### Written task
Nothing may be dropped or altered: reproduce all the data.

### Records for the task
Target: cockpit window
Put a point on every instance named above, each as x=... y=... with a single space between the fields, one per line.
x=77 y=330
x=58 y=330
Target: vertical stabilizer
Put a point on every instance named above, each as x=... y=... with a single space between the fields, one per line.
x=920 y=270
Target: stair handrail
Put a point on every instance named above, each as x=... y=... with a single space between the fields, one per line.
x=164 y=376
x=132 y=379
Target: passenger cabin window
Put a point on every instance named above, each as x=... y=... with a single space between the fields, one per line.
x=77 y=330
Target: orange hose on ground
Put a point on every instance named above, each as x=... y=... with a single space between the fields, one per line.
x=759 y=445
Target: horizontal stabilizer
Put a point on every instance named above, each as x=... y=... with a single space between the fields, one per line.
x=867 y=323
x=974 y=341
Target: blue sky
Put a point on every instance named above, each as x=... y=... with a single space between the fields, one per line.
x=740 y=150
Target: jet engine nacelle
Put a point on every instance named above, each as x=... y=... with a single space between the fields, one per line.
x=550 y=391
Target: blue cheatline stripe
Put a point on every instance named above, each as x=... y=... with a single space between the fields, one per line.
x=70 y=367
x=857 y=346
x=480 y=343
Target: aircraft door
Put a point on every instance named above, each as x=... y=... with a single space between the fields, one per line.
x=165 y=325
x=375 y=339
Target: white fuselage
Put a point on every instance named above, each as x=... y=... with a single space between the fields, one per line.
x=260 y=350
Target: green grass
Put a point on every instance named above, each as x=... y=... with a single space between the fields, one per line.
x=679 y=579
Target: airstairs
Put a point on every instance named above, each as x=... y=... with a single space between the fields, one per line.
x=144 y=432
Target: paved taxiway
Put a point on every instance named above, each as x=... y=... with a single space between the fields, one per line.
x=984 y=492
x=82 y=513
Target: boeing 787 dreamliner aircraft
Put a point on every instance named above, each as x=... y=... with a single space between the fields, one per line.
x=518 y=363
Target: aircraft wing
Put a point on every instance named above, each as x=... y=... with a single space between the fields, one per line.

### Response to the task
Target: cockpit window
Put a point on every instance named above, each as x=... y=... with a single space between the fields, one per line.
x=77 y=330
x=58 y=330
Target: vertical stabilizer
Put a point on every instance named above, each as x=... y=... with a single space between the fields, one per line.
x=920 y=270
Target: stair handrail
Put a point on every instance named above, each as x=... y=... with a single space between the fields, one per line.
x=164 y=376
x=132 y=379
Target: passenger cabin window
Put a point on every instance named above, each as x=... y=... with a single space between the fields, one per line.
x=77 y=330
Target: orange hose on ground
Put a point on every instance named above, each as x=... y=... with a single space between the fields, one per line.
x=759 y=445
Target: horizontal stabilizer
Put a point on every instance named above, each as x=... y=... with a single space between the fields, one per line.
x=867 y=323
x=974 y=341
Target: blue sky
Put a point on every instance named above, each as x=... y=... with a single space between the fields, one per line.
x=740 y=150
Target: jet engine nacelle
Put a point on every instance named above, each as x=... y=... with a single space between the fields, one per line.
x=550 y=391
Target: blue cheatline stripe
Put a point on every instance named above, each as x=... y=... with a single space between the fields, one per line.
x=70 y=367
x=857 y=346
x=480 y=343
Target: aircraft door
Put a point on every instance named above, each as x=... y=... with a single space between the fields, one per line.
x=165 y=325
x=375 y=339
Target: white fuselage
Put a point on every instance named above, each as x=... y=... with a single space between the fields, one per line.
x=260 y=350
Target: green grass
Put a point on every instance named above, each as x=... y=... with a single space between the fields, one per line.
x=679 y=579
Target: airstairs
Put a point on every instance named above, each as x=... y=... with a single space between the fields, one per line.
x=144 y=432
Target: paved taxiway
Put a point on every instance named above, each as x=... y=... with a single space between the fields, one per line.
x=984 y=492
x=82 y=513
Target: boeing 787 dreamliner aircraft
Put a point on every instance named above, each as x=... y=... with a single space between the fields, one per line.
x=518 y=363
Target: aircraft wing
Put a point on every instance named above, each as x=... y=... with a single space between the fields, one per line.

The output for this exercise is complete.